Or maybe you’ve been reporting a few years but feel it’s time to make a change and move from the freelance arena to the courtroom or from one freelance firm to another. What if you’re not a Registered Diplomate Reporter? What if you don’t write stellar Realtime? Heck, what if you don’t write real time at all? The Naples and Fort Myers court managers or the recruiter used to look for the following things before hiring the Naples court reporter and Fort Myers court reporters respectively.

Work Ethic

The very first thing that comes to mind when looking for a reporter is the work ethic according to Phyllis Clarke DeFonzo, RPR, of Freehold, N.J. “I want the commitment to work and willingly. There are a handful of reporters I could think of who are cooperative in every way and then some. That is what I look for. This sentiment is echoed by Forrest Brown, RDR, of Brown Reporting Inc. in Atlanta: “What I look for is someone who is hungry and wants to work, someone who doesn’t complain about their job assignment and who is willing to work late, if necessary.”

# # # # # # #

**Exercises to complete:**
A. According to the court reporting excerpt, what does Phyllis Clarke DeFonzo think of first when looking for a reporter?
B. How would you put this sentence from the court reporting excerpt into Spanish: "There are a handful of reporters I could think of who are cooperative in every way and then some."
The lines after this have nothing to do with the court reporting excerpt.

**Stored data:**
# # # # # # #

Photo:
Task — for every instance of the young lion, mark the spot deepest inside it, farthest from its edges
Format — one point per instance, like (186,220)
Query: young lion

# # # # # # #

**Solutions for each task:**
A. Work ethic.

B. Hay un puñado de reporteros en los que podría pensar que cooperan en todos los sentidos y más aún.